Topic 18: Distribution Classification
🔥 For interviews, read these first:
DISTRIBUTIONS_DEEP_DIVE.md— frontier-lab deep dive: which distribution to use for which data type, exponential family unification, GLMs and canonical links, heavy-tailed distributions, common pitfalls.INTERVIEW_GRILL.md— 60 active-recall questions.
What You'll Learn
This topic teaches you:
- Given a number, determine which distribution it came from
- Likelihood ratio test
- Maximum likelihood estimation
- Simple classification methods
Why We Need This
Interview Importance
- Common question: "Given data, which distribution?"
- Statistical reasoning: Shows statistical knowledge
- Problem-solving: Practical ML skill
Real-World Application
- Data analysis: Understand data distribution
- Model selection: Choose right distribution
- Anomaly detection: Identify outliers
Core Intuition
This is a probabilistic classification problem.
You have:
- two candidate data-generating sources
- one new observation
You want to know which source makes that observation more plausible.
That is why likelihood or posterior comparison is the right mental model, not just mean comparison.
Why Means Are Not Enough
Two distributions can have:
- the same mean
- different variances
- different tail behavior
A point can be closer to one mean but still more likely under another density.
Problem Statement
Question: You have 2 lists from 2 distributions. You get a new number. How do you determine which distribution it belongs to?
Short Answer: Use a generative classifier.
That means:
- estimate each distribution from its samples
- compute how likely the new value is under each distribution
- include class priors if one distribution is more common
- choose the distribution with the larger posterior score
In symbols:
choose dist1 if p(x | dist1) * P(dist1) > p(x | dist2) * P(dist2)
This is the cleanest interview answer because it shows:
- probabilistic reasoning
- awareness of assumptions
- understanding of priors
Technical Details Interviewers Often Want
Likelihood vs Posterior
If priors are equal, likelihood comparison is enough.
If priors differ, posterior comparison is more correct.
Parametric vs Nonparametric
Parametric:
- assume a family like Gaussian
- estimate a few parameters
Nonparametric:
- estimate the density more flexibly with KDE or related methods
How to Answer This in an Interview
Say it in this order:
Case 1: If I Am Comfortable Assuming a Distribution Family
If I assume both arrays come from Gaussians:
- fit mean and variance for each array
- compute Gaussian density of the new value under each fitted distribution
- if priors are equal, choose the larger likelihood
- if priors differ, choose the larger posterior score
Case 2: If I Do Not Want a Parametric Assumption
If I do not want to assume Gaussian:
- estimate density nonparametrically with KDE
- or use a simple nearest-neighbor density intuition in 1D
- then compare the estimated densities
Case 3: If the Distributions Overlap Heavily
Then classification may be ambiguous.

————

* What to do *
• a. Please reproduce the part of the distribution classification notes starting with "That is why" and going on through "it belongs to?".
• b. In the distribution classification notes, under what condition is comparing likelihoods enough?

* Data block *
————

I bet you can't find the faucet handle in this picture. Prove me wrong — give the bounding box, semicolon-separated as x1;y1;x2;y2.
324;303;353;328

————

* Solutions in order *
• a.
That is why likelihood or posterior comparison is the right mental model, not just mean comparison.
Why Means Are Not Enough
Two distributions can have:
- the same mean
- different variances
- different tail behavior
A point can be closer to one mean but still more likely under another density.
Problem Statement
Question: You have 2 lists from 2 distributions. You get a new number. How do you determine which distribution it belongs to?

• b. When the priors are equal.